→ **WRITTEN TASK**
Reproduce all of the rows below verbatim, omitting the pictures from your answer.

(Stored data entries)
□ □ □ □
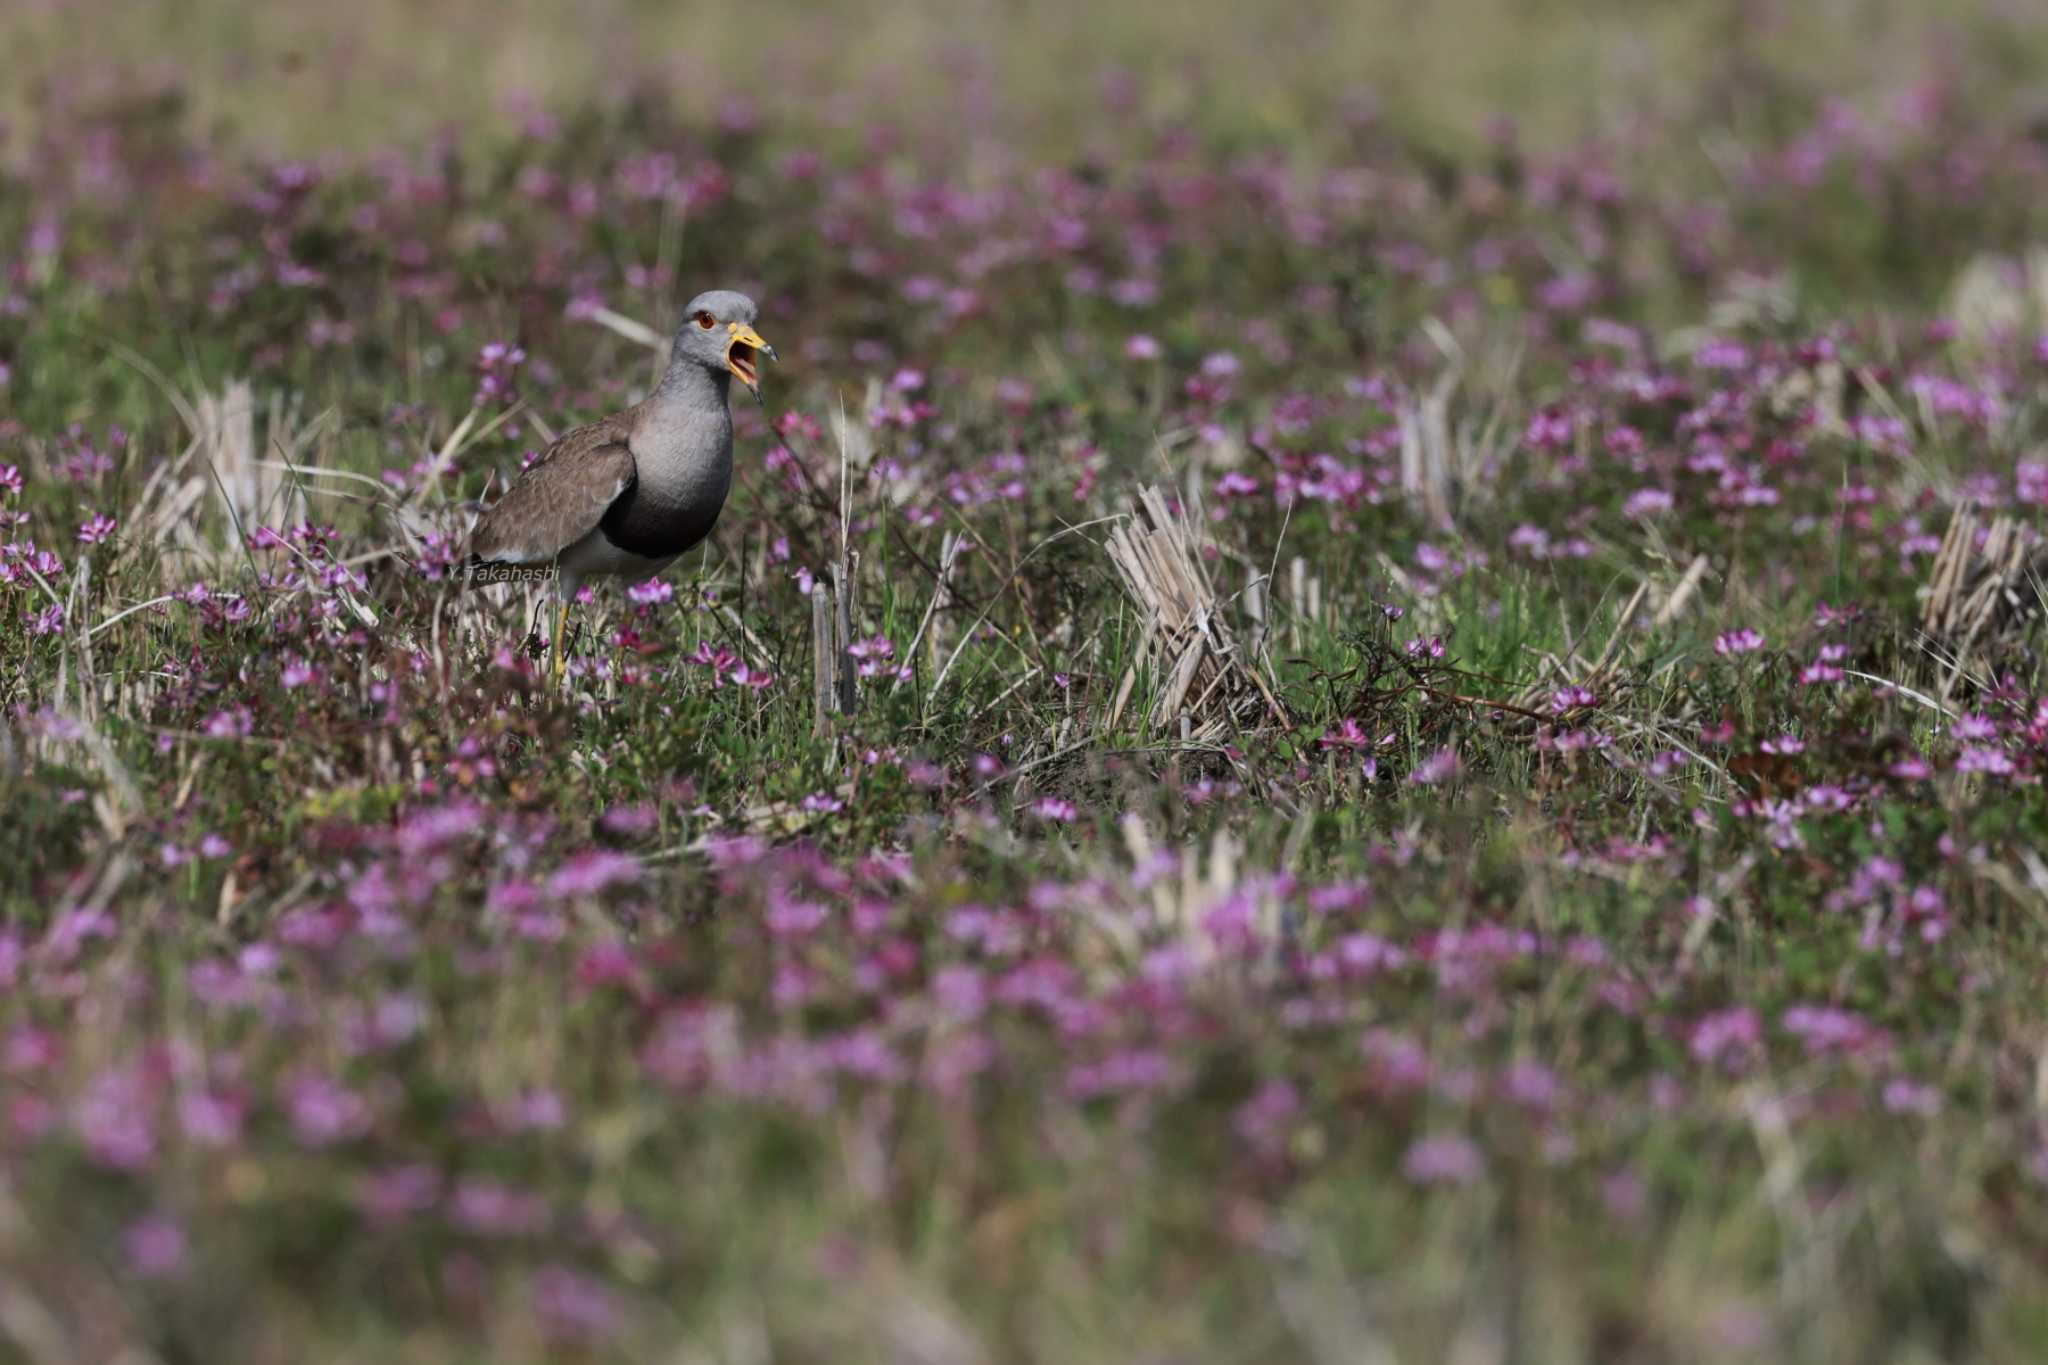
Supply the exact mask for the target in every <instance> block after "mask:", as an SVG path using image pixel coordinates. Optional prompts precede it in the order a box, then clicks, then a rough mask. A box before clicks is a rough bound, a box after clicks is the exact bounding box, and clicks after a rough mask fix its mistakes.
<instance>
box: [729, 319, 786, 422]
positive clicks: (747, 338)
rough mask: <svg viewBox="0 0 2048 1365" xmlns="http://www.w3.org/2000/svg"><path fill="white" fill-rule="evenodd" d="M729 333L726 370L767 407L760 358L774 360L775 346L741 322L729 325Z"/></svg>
mask: <svg viewBox="0 0 2048 1365" xmlns="http://www.w3.org/2000/svg"><path fill="white" fill-rule="evenodd" d="M727 332H731V340H727V342H725V368H729V370H731V372H733V375H737V377H739V383H743V385H745V387H748V389H752V391H754V401H756V403H762V405H764V407H766V403H768V399H766V397H762V377H760V356H768V358H770V360H774V358H776V354H774V346H770V344H768V342H766V340H762V334H760V332H756V329H754V327H750V325H745V323H741V321H735V323H727Z"/></svg>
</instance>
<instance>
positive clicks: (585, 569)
mask: <svg viewBox="0 0 2048 1365" xmlns="http://www.w3.org/2000/svg"><path fill="white" fill-rule="evenodd" d="M678 559H682V557H680V555H664V557H662V559H647V557H645V555H635V553H633V551H623V548H618V546H616V544H612V542H610V540H606V538H604V532H602V530H594V532H590V534H588V536H584V538H582V540H578V542H575V544H571V546H569V548H565V551H563V553H561V559H559V561H557V563H559V569H561V579H557V587H559V591H561V593H563V596H567V593H573V591H575V589H578V587H582V583H584V581H586V579H594V577H616V579H625V581H627V583H639V581H643V579H651V577H653V575H657V573H662V569H668V567H670V565H672V563H676V561H678Z"/></svg>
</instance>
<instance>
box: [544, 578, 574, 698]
mask: <svg viewBox="0 0 2048 1365" xmlns="http://www.w3.org/2000/svg"><path fill="white" fill-rule="evenodd" d="M567 628H569V600H567V598H563V600H561V606H559V608H557V610H555V639H553V641H549V645H551V647H553V653H555V686H557V688H559V686H561V667H563V665H565V663H567V655H565V653H563V649H561V647H563V645H565V641H563V639H561V636H563V632H565V630H567Z"/></svg>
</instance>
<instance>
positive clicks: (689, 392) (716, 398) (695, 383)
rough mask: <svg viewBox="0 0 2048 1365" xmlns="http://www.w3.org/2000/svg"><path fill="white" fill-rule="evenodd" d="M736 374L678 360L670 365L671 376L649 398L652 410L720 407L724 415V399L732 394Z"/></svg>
mask: <svg viewBox="0 0 2048 1365" xmlns="http://www.w3.org/2000/svg"><path fill="white" fill-rule="evenodd" d="M731 385H733V372H731V370H713V368H711V366H705V364H698V362H696V360H688V358H682V356H678V358H676V360H672V362H670V366H668V375H664V377H662V383H659V385H655V389H653V395H649V399H647V405H649V407H684V409H688V407H698V409H711V407H717V409H719V411H725V395H727V393H729V391H731Z"/></svg>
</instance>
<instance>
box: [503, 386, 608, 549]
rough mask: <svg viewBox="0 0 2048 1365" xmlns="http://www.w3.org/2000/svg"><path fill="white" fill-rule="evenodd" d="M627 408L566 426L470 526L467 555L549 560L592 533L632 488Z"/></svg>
mask: <svg viewBox="0 0 2048 1365" xmlns="http://www.w3.org/2000/svg"><path fill="white" fill-rule="evenodd" d="M629 436H631V424H629V422H627V417H625V413H621V415H618V417H606V420H604V422H592V424H590V426H580V428H575V430H573V432H565V434H563V436H561V440H557V442H555V444H553V446H549V448H547V450H545V452H543V454H541V458H539V460H535V465H532V467H530V469H528V471H526V473H524V475H520V477H518V479H516V481H514V483H512V487H510V489H506V495H504V497H500V499H498V501H496V503H492V505H489V508H487V510H485V512H483V516H481V518H477V526H475V530H471V532H469V561H471V563H483V565H545V563H551V561H553V559H555V557H557V555H561V553H563V551H565V548H569V546H571V544H575V542H578V540H582V538H584V536H588V534H590V532H592V530H596V528H598V522H600V520H604V512H606V508H610V505H612V503H614V501H618V497H621V493H625V491H627V489H629V487H633V477H635V467H633V450H631V448H629V446H627V438H629Z"/></svg>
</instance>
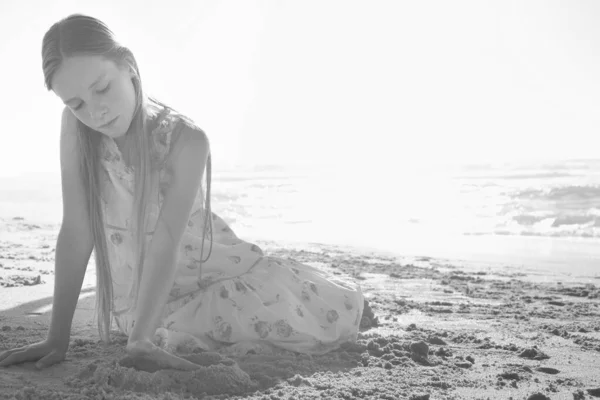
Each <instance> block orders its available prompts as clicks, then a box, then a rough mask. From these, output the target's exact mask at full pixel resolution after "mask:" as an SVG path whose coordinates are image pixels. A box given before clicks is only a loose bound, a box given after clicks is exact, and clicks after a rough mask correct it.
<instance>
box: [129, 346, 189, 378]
□ □ □ □
→ **RESPONSE**
Supply the exact mask for the target in every <instance> block after "mask:", as an SVG path using image pixel coordinates. Optional prompts precede it in the order a box, then clicks, then a rough mask. A box before clicks is a rough bound, a box after clicks is the exact bounding box, and clicks after a rough mask fix its mistakes.
<instance>
box: [729, 319, 786, 422]
positive clicks: (747, 338)
rough mask: <svg viewBox="0 0 2048 1365" xmlns="http://www.w3.org/2000/svg"><path fill="white" fill-rule="evenodd" d="M729 333L726 370L767 407L760 358L774 360L775 346L741 322L729 325Z"/></svg>
mask: <svg viewBox="0 0 2048 1365" xmlns="http://www.w3.org/2000/svg"><path fill="white" fill-rule="evenodd" d="M727 332H731V340H727V342H725V368H729V370H731V372H733V375H737V377H739V383H743V385H745V387H748V389H752V391H754V401H756V403H762V405H764V407H766V403H768V399H766V397H762V377H760V356H768V358H770V360H774V358H776V354H774V346H770V344H768V342H766V340H762V334H760V332H756V329H754V327H750V325H745V323H741V321H735V323H727Z"/></svg>
</instance>
<instance>
positive clicks: (585, 569)
mask: <svg viewBox="0 0 2048 1365" xmlns="http://www.w3.org/2000/svg"><path fill="white" fill-rule="evenodd" d="M678 559H682V557H680V555H664V557H662V559H647V557H645V555H635V553H633V551H623V548H618V546H616V544H612V542H610V540H606V538H604V532H602V530H594V532H590V534H588V536H584V538H582V540H578V542H575V544H571V546H569V548H565V551H563V553H561V559H559V561H557V563H559V569H561V579H557V587H559V591H561V593H563V596H567V593H573V591H575V589H578V587H582V583H584V581H586V579H594V577H616V579H625V581H627V583H639V581H643V579H651V577H653V575H657V573H662V569H668V567H670V565H672V563H676V561H678Z"/></svg>
</instance>
<instance>
box: [544, 578, 574, 698]
mask: <svg viewBox="0 0 2048 1365" xmlns="http://www.w3.org/2000/svg"><path fill="white" fill-rule="evenodd" d="M567 628H569V600H567V598H563V600H561V606H559V608H557V610H555V639H553V641H549V645H551V647H553V653H555V686H557V688H559V686H561V667H563V665H565V663H567V655H565V653H563V649H561V647H563V645H565V641H563V639H561V636H563V632H565V630H567Z"/></svg>
</instance>
<instance>
positive clicks: (689, 392) (716, 398) (695, 383)
rough mask: <svg viewBox="0 0 2048 1365" xmlns="http://www.w3.org/2000/svg"><path fill="white" fill-rule="evenodd" d="M736 374L678 360L670 365L671 376L649 398L652 410L720 407L724 415V399L732 394Z"/></svg>
mask: <svg viewBox="0 0 2048 1365" xmlns="http://www.w3.org/2000/svg"><path fill="white" fill-rule="evenodd" d="M731 385H733V372H731V370H713V368H711V366H705V364H698V362H696V360H688V358H682V356H678V358H676V360H672V362H670V366H668V375H664V377H662V383H659V385H655V389H653V395H649V399H647V405H649V407H684V409H688V407H698V409H711V407H717V409H719V411H725V395H727V393H729V391H731Z"/></svg>
</instance>
<instance>
box: [503, 386, 608, 549]
rough mask: <svg viewBox="0 0 2048 1365" xmlns="http://www.w3.org/2000/svg"><path fill="white" fill-rule="evenodd" d="M627 408L566 426L470 526L467 555L549 560L592 533L632 488Z"/></svg>
mask: <svg viewBox="0 0 2048 1365" xmlns="http://www.w3.org/2000/svg"><path fill="white" fill-rule="evenodd" d="M629 436H631V424H629V422H627V417H625V413H621V415H618V417H606V420H604V422H592V424H590V426H580V428H575V430H573V432H565V434H563V436H561V440H557V442H555V444H553V446H549V448H547V450H545V452H543V454H541V458H539V460H535V465H532V467H530V469H528V471H526V473H524V475H520V477H518V479H516V481H514V483H512V487H510V489H506V495H504V497H500V499H498V501H496V503H492V505H489V508H487V510H485V512H483V516H481V518H477V526H475V530H471V532H469V561H471V563H483V565H545V563H551V561H553V559H555V557H557V555H561V553H563V551H565V548H569V546H571V544H575V542H578V540H582V538H584V536H588V534H590V532H592V530H596V528H598V522H600V520H604V512H606V508H610V505H612V503H614V501H618V497H621V493H625V491H627V489H629V487H633V477H635V467H633V450H631V448H629V446H627V438H629Z"/></svg>
</instance>
Each <instance> block orders its available prompts as clicks, then a box, then a rough mask. From these, output the target's exact mask at full pixel resolution after "mask:" as an SVG path whose coordinates are image pixels. A box given before clicks is only a loose bound, a box given after clicks is exact, and clicks after a rough mask correct it.
<instance>
box: [129, 346, 189, 378]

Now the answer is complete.